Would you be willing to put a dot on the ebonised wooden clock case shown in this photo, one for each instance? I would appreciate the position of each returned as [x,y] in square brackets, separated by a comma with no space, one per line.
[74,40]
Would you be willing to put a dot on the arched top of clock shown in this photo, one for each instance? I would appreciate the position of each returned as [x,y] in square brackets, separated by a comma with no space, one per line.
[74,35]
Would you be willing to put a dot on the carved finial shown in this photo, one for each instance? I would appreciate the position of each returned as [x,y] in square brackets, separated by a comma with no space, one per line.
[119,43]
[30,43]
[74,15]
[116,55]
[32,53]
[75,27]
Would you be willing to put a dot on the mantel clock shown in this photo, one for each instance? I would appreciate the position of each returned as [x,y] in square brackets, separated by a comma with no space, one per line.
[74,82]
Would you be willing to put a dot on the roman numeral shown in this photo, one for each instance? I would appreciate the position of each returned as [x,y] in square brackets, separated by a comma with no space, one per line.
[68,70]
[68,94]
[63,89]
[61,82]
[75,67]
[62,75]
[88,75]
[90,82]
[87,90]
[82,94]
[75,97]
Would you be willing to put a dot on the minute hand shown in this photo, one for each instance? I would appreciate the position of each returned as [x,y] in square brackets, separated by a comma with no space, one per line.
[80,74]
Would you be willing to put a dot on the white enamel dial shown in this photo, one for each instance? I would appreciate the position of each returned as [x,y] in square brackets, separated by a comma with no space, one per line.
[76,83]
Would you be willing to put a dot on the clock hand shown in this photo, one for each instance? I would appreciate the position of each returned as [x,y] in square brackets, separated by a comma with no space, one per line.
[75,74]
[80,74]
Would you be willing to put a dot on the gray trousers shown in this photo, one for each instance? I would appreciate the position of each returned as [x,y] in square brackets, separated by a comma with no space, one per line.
• • • • •
### Brief
Retype all of the material exactly as it stands above.

### Result of the exercise
Would you be willing to put a dot on the ebonised wooden clock case shown in this photo, one for each instance? I would appreciate the position of each returned as [x,y] in square brackets, separated by a comma with no space, one per line.
[74,40]
Would you be willing to put a dot on the arched top of clock shown in this photo, one for each instance? I would appreciate the position of each returned as [x,y] in square brackets, separated by a comma with no space, one per line.
[74,35]
Would you be willing to put a dot on the carved finial shown in this photo, one for each instance? I would appreciate the position of each returned as [x,y] in square brackets, separated by a comma with no space, one per line.
[119,43]
[30,43]
[74,15]
[116,55]
[32,53]
[75,27]
Would you be willing to put a dot on the mantel clock shown in this photo, one for each instance? I would appreciate the position of each returned as [x,y] in square brackets, separated by a comma with no space, one per line.
[74,82]
Would you be willing to put a dot on the roman numeral shown in this photo, one for each instance? I would appreciate the position of each returned as [x,y] in square brackets, separated by a comma with no space, one per line.
[68,70]
[68,94]
[63,89]
[61,82]
[75,67]
[62,75]
[88,75]
[90,82]
[87,90]
[82,94]
[75,97]
Would you be willing to put a dot on the minute hand shown in this photo, one for each instance? I would appreciate the position of each returned as [x,y] in square brackets, separated by a comma with no space, one per line.
[80,74]
Would you be willing to put a dot on the white enamel dial shown in this photo, one for each instance? I would appreciate the position of each returned as [x,y] in square brackets, separated by a comma with no space, one per line.
[76,83]
Would you be willing to put a dot on the clock hand shown in this photo, one for each instance? I would appreciate the position of each returned as [x,y] in square brackets, separated by a comma with no space, one per line.
[75,74]
[80,74]
Would you be willing to put a dot on the gray trousers shown in this photo, one for each instance? I would appreciate the position of each returned as [x,y] in square brackets, separated by a comma with no space, one per line.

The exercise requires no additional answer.